DOCUMENT SOURCE:
L’intérêt du tableau se trouve aussi dans le point de rupture que constitue cette résignation stoïque héritée de l’humanisme dévot et annonciatrice de la sublime intériorité des chefs-d’œuvre romains. Poussin montre ici un goût dont il ne se départira plus pour l’expression circonstanciée des différentes passions de l’âme. Malheureusement, les usures subies par la toile ont largement atténué les effets de pathos qui devaient se dégager de l’œuvre placée dans la cathédrale Notre-Dame.
À cet endroit, elle connut un rayonnement dont la redécouverte du tableau a permis de mieux mesurer l’ampleur. La composition a connu une jolie fortune puisqu’on la retrouve dans des tableaux d’élèves de Vouet tels qu’Eustache Le Sueur ou Charles Poërson, par exemple.

Entrées de données enregistrées:
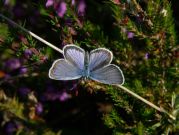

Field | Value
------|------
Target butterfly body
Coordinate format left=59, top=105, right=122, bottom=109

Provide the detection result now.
left=49, top=44, right=124, bottom=85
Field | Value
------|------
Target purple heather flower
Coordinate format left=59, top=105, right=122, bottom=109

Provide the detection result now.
left=5, top=58, right=21, bottom=70
left=35, top=103, right=43, bottom=115
left=127, top=32, right=134, bottom=39
left=19, top=67, right=28, bottom=74
left=18, top=87, right=31, bottom=97
left=145, top=53, right=149, bottom=60
left=4, top=0, right=10, bottom=5
left=71, top=0, right=75, bottom=6
left=56, top=1, right=67, bottom=17
left=45, top=0, right=54, bottom=7
left=78, top=0, right=86, bottom=16
left=24, top=49, right=32, bottom=58
left=59, top=91, right=69, bottom=101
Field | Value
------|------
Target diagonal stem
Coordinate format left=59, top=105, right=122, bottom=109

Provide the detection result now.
left=0, top=14, right=176, bottom=120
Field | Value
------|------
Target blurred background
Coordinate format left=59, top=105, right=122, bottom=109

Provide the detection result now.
left=0, top=0, right=179, bottom=135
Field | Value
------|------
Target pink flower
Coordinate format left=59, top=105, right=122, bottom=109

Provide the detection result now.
left=56, top=1, right=67, bottom=17
left=78, top=0, right=86, bottom=16
left=45, top=0, right=54, bottom=7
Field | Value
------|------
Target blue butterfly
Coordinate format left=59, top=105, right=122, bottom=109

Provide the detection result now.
left=49, top=44, right=124, bottom=85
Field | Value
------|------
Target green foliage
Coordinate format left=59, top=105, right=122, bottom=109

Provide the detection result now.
left=0, top=0, right=179, bottom=135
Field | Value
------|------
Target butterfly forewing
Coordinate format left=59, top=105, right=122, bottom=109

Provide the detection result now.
left=89, top=48, right=113, bottom=72
left=63, top=44, right=85, bottom=70
left=89, top=64, right=124, bottom=85
left=49, top=59, right=82, bottom=80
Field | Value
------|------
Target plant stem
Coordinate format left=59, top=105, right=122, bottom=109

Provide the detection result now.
left=0, top=14, right=176, bottom=120
left=0, top=13, right=63, bottom=53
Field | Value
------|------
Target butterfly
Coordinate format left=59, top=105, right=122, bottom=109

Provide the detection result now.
left=49, top=44, right=124, bottom=85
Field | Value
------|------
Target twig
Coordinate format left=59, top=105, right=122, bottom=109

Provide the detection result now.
left=0, top=14, right=176, bottom=120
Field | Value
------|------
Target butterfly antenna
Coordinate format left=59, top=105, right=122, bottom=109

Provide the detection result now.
left=70, top=80, right=80, bottom=90
left=0, top=13, right=63, bottom=54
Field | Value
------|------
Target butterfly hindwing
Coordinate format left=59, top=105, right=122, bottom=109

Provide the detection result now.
left=49, top=59, right=82, bottom=80
left=89, top=64, right=124, bottom=85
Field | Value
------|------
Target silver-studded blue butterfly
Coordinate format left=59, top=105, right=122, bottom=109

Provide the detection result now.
left=49, top=44, right=124, bottom=85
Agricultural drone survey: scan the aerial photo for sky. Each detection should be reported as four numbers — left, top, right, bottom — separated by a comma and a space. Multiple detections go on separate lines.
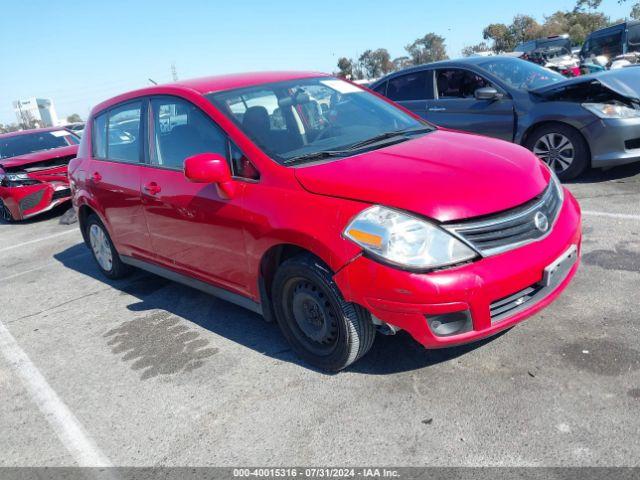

TRAVAIL À RÉALISER: Reprenez le texte sur le tableau de Poussin là où il s'interrompt, en le prolongeant après sa dernière phrase.

RÉPONSE RÉDIGÉE:
Elle semble avoir aussi avoir connu une descendance dans la peinture flamande. Un dessin de la Mort de la Vierge de Jan Boeckhorst (Paris, Institut néerlandais), préparatoire à un tableau perdu [9], offre une curieuse résonance au tableau de Sterrebeek, avec sa disposition en hauteur, une large draperie dominant le lit de la vierge mourante et les angelots du coin supérieur gauche. Il y a fort à parier que Boeckhorst a admiré la toile de Poussin lors d’un passage à Paris sur le chemin ou au retour d’un de ses deux voyages en Italie.

Pierre-Yves Kairis

Notes

[1Rappelons que l’article original est paru en flamand (NDLR).

[2Pour les références utiles sur ce tableau, on se reportera à : P.-Y. KAIRIS, « Poussin avant Poussin : la "Mort de la Vierge" retrouvée », dans Revue de l’art, 128, 2000, p. 61-69 ; ID., « La "Mort de la Vierge" de Nicolas Poussin : approche interdisciplinaire. I. Point de vue de l’historien d’art », dans Bulletin de l’Institut royal du Patrimoine artistique, t. 30, 2003, p. 85-91.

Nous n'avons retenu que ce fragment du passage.